What the exercise asks
Every entry must be given again exactly as it is written.

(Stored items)
"""

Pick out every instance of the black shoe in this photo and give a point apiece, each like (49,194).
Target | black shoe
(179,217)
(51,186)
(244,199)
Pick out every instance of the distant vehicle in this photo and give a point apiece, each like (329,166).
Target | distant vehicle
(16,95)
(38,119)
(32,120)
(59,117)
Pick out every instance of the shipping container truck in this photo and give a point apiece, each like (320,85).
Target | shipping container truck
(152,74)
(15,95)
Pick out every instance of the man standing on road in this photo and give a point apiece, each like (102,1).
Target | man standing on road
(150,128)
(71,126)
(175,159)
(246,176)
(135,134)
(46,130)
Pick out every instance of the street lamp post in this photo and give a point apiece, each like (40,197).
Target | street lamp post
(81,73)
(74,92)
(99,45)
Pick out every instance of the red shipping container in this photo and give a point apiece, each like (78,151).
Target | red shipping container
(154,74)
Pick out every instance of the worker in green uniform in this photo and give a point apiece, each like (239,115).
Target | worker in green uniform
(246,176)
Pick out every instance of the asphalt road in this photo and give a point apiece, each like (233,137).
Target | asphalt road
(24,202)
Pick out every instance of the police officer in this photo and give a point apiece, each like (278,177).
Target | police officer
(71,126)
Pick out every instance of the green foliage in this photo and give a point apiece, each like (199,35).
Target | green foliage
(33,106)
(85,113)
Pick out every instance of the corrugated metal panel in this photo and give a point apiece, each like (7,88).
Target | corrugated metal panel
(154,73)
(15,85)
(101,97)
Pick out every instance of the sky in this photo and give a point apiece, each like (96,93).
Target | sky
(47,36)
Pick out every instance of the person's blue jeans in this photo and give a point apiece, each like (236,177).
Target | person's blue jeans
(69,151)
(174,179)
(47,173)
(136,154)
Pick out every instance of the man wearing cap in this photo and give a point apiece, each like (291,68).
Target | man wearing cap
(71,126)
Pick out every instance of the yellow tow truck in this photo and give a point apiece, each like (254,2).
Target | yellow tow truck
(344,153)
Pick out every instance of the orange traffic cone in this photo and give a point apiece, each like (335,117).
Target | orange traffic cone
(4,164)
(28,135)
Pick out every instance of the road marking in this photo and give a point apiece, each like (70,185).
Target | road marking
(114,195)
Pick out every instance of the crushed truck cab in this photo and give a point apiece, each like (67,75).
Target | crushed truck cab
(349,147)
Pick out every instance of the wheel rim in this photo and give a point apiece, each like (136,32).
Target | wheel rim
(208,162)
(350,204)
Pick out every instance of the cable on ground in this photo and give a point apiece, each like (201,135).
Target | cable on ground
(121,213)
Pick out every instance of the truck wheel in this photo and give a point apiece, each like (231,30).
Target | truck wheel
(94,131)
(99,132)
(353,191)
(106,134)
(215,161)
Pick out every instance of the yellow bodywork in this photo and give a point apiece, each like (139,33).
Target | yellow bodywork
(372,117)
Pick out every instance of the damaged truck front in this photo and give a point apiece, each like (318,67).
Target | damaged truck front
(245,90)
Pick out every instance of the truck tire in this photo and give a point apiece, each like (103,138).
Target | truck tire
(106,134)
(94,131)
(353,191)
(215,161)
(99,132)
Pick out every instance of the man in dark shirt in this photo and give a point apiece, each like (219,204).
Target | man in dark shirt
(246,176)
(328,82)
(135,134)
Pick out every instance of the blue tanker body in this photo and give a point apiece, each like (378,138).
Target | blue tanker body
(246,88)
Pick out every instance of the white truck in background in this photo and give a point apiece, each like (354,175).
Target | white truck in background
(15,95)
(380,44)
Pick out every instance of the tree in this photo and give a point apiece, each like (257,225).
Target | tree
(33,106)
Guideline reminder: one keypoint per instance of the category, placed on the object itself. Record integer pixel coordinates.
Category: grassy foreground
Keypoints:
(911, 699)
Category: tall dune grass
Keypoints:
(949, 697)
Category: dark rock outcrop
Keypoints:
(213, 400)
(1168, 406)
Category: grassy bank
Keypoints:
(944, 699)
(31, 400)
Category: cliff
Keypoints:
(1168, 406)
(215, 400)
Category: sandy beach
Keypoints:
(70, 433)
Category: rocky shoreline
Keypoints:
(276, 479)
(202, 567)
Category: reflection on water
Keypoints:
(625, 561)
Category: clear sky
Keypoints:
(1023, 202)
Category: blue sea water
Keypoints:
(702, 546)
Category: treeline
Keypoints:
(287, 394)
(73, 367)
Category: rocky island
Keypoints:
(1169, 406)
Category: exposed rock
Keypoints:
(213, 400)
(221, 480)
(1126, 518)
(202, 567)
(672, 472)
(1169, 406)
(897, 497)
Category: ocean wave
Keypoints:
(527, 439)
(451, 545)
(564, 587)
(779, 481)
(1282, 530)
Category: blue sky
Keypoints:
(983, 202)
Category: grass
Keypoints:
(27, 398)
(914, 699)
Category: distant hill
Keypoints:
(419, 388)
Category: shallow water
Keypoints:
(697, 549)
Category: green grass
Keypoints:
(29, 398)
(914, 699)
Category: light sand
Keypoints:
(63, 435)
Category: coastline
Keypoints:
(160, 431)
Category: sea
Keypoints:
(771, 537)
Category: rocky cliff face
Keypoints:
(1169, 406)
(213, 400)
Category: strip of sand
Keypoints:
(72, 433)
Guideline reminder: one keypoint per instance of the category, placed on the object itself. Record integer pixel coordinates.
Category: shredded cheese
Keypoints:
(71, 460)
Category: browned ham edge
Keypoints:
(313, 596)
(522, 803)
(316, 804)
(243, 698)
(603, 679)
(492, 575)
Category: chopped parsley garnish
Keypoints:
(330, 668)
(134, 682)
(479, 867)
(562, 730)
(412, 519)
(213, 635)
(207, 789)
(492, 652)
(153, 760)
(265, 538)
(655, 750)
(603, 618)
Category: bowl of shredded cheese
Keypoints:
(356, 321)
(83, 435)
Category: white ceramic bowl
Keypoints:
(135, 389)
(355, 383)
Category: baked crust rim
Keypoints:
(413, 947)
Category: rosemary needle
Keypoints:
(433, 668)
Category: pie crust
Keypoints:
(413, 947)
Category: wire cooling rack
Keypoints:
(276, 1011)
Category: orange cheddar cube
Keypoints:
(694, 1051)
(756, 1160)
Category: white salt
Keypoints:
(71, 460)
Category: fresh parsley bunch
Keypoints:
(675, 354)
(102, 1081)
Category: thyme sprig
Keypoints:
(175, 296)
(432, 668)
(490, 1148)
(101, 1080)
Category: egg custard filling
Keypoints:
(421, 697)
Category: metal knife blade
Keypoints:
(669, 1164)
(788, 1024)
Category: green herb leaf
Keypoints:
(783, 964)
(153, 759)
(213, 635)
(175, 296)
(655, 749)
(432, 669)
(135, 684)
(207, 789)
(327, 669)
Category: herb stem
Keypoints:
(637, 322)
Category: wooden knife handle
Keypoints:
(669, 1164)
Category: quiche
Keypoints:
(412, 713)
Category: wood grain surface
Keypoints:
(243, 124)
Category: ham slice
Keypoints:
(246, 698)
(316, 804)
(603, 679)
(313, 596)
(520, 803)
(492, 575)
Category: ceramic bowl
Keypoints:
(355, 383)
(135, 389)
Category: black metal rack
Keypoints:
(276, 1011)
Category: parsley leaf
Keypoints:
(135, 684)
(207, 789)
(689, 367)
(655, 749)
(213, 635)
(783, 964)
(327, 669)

"""

Result
Pick out every instance of the black shoe in this photo and give a point apiece, each like (49,194).
Target | black shoe
(179,217)
(51,186)
(244,199)
Pick out every instance of the distant vehicle in this photo and give a point apiece, each like (329,166).
Target | distant vehicle
(16,95)
(38,119)
(32,120)
(59,117)
Pick out every instance of the shipping container truck in this photo and give a point apiece, each like (320,85).
Target | shipping container truck
(152,74)
(15,95)
Pick out every instance of the man standing on road in this photo and give a point apiece, each like (102,1).
Target | man standing on road
(150,128)
(71,126)
(175,159)
(246,176)
(135,134)
(46,130)
Pick out every instance of the street lamp post in this photo and give a point apiece, each like (40,197).
Target | street lamp post
(81,73)
(74,92)
(99,45)
Pick out every instance of the red shipping container in this photo and give a point apiece, each like (78,151).
Target | red shipping container
(154,74)
Pick out every instance of the worker in green uniform in this photo and give a point apiece, each like (239,115).
Target | worker in green uniform
(246,176)
Pick out every instance of the asphalt road in this photo and give a point apiece, each like (233,137).
Target | asphalt road
(24,202)
Pick out every instance of the police officer in this photo and give a point apiece, each like (278,177).
Target | police officer
(71,126)
Pick out every instance of the green foliage in this photo and give a point apiece, each like (199,35).
Target | green foliage
(33,106)
(85,113)
Pick out every instance of the corrugated metal panel in this photo and give a point apiece, each like (7,88).
Target | corrugated metal panel
(154,73)
(15,85)
(101,97)
Pick out every instance of the sky in this photo and give a point apiece, each like (96,93).
Target | sky
(47,36)
Pick out every instance of the person's blue jeans in this photo and give a point apiece, each like (236,177).
Target | person's blue jeans
(69,151)
(174,179)
(47,173)
(136,154)
Pick out every instance of the man wearing cap in this photo and give a point apiece, each like (291,68).
Target | man wearing cap
(71,126)
Pick out every instance of the yellow tow truck in this photo and give a point apiece, each like (254,2).
Target | yellow tow truck
(344,153)
Pick out every instance of the orange traffic cone in this photo and give a point apiece, each like (335,117).
Target | orange traffic cone
(4,164)
(28,135)
Pick out every instance of the road marking in this photo and give a point apiece, each like (70,185).
Target | road marking
(114,195)
Pick out every instance of the crushed truck cab in this photo and give a point apiece, each like (67,75).
Target | crushed truck cab
(349,147)
Pick out every instance of the wheel rim in this photo and give a point apiece, each like (136,32).
Target | wheel rim
(208,162)
(350,204)
Pick out every instance of the cable on ground in this photo and give a point apiece, each like (201,135).
Target | cable on ground
(121,213)
Pick out every instance of the truck wheel in this photo and give a point apiece, each like (231,30).
Target | truck wheel
(94,131)
(99,132)
(353,191)
(106,134)
(215,161)
Pick out every instance of the yellow bodywork in this photo and give a point apiece, each like (139,33).
Target | yellow bodywork
(372,117)
Pick out every instance of the damaged truck front in this photo and give a point apiece, each like (318,67).
Target | damaged truck front
(245,90)
Pick out every instance of the truck tire in this photo and give a point apiece, each like (103,138).
Target | truck tire
(106,134)
(94,131)
(353,191)
(215,161)
(99,132)
Pick out every instance of the man in dark shirt in this photo and give a point apiece, each like (219,204).
Target | man in dark shirt
(246,176)
(328,82)
(135,134)
Pick out every instance of the blue tanker body in this photo and give a point apiece, each like (378,138).
Target | blue tanker body
(246,88)
Pick out every instance of the white truck in background in this photo and give a point apiece, each like (354,175).
Target | white truck in background
(15,95)
(380,44)
Pick out every instance of the tree in this photo and give a point apiece, each like (257,225).
Target | tree
(33,106)
Guideline reminder: one keypoint per instance of the category, placed on the object itself. Record integer pixel coordinates.
Category: grassy foreground
Keypoints:
(911, 699)
Category: tall dune grass
Keypoints:
(949, 697)
Category: dark rock outcrop
Keypoints:
(213, 400)
(1168, 406)
Category: grassy bank
Keypoints:
(944, 699)
(31, 400)
Category: cliff
Keypoints:
(1168, 406)
(215, 400)
Category: sandy beach
Keypoints:
(70, 433)
Category: rocky shoreline
Keypoints:
(276, 479)
(202, 567)
Category: reflection on water
Keypoints:
(625, 561)
Category: clear sky
Keypoints:
(1023, 202)
Category: blue sea water
Keypoints:
(702, 546)
Category: treeline
Keypoints:
(287, 394)
(73, 367)
Category: rocky island
Keypoints:
(1169, 406)
Category: exposed rock
Keypoints:
(213, 400)
(221, 480)
(1126, 518)
(202, 567)
(672, 472)
(1169, 406)
(897, 497)
Category: ocean wave
Keypoints:
(527, 439)
(451, 545)
(564, 587)
(779, 481)
(1282, 530)
Category: blue sky
Keypoints:
(983, 202)
Category: grass
Keypoints:
(27, 398)
(914, 699)
Category: distant hill
Keypoints:
(419, 388)
Category: shallow water
Keypoints:
(697, 549)
Category: green grass
Keypoints:
(29, 398)
(914, 699)
Category: light sand
Keypoints:
(63, 435)
Category: coastline
Keypoints:
(160, 431)
Category: sea
Keypoints:
(771, 537)
Category: rocky cliff face
Keypoints:
(1169, 406)
(213, 400)
Category: strip of sand
Keypoints:
(72, 433)
Guideline reminder: one keypoint per instance of the category, placed on the object itself. Record integer pixel coordinates.
Category: shredded cheese
Keypoints:
(71, 460)
Category: browned ham edge
Keypoints:
(313, 596)
(522, 803)
(316, 804)
(243, 698)
(603, 679)
(492, 575)
Category: chopped parsley garnish
Keypoints:
(330, 668)
(134, 682)
(479, 867)
(562, 730)
(412, 519)
(213, 635)
(207, 789)
(492, 652)
(153, 760)
(265, 538)
(655, 750)
(603, 618)
Category: bowl of shredded cheese
Keypoints:
(356, 321)
(83, 435)
Category: white ceramic bowl
Keypoints:
(135, 389)
(355, 383)
Category: baked crust rim
Keypoints:
(413, 947)
Category: rosemary needle
Keypoints:
(433, 668)
Category: pie crust
Keypoints:
(413, 947)
Category: wire cooling rack
Keypoints:
(276, 1011)
Category: orange cheddar cube
Keypoints:
(694, 1051)
(756, 1160)
Category: white salt
Keypoints:
(71, 460)
Category: fresh parsley bunch
Keypoints:
(675, 354)
(102, 1081)
Category: thyme sprig
Keypoints:
(175, 296)
(432, 668)
(490, 1148)
(101, 1080)
Category: egg custard filling
Keypoints:
(421, 697)
Category: metal knife blade
Keypoints:
(669, 1164)
(788, 1024)
Category: green herb leaf
Keypoints:
(783, 964)
(153, 759)
(213, 635)
(175, 296)
(655, 749)
(432, 669)
(135, 684)
(207, 789)
(327, 669)
Category: herb stem
Keypoints:
(637, 322)
Category: wooden knife handle
Keypoints:
(669, 1164)
Category: quiche
Keypoints:
(412, 713)
Category: wood grain surface
Keypoints:
(243, 124)
Category: ham slice
Keypoints:
(246, 698)
(316, 804)
(603, 679)
(313, 596)
(520, 803)
(492, 575)
Category: ceramic bowl
Keypoints:
(355, 383)
(135, 389)
Category: black metal rack
Keypoints:
(276, 1011)
Category: parsley leaf
Keypoints:
(135, 684)
(207, 789)
(689, 367)
(655, 749)
(213, 635)
(783, 964)
(327, 669)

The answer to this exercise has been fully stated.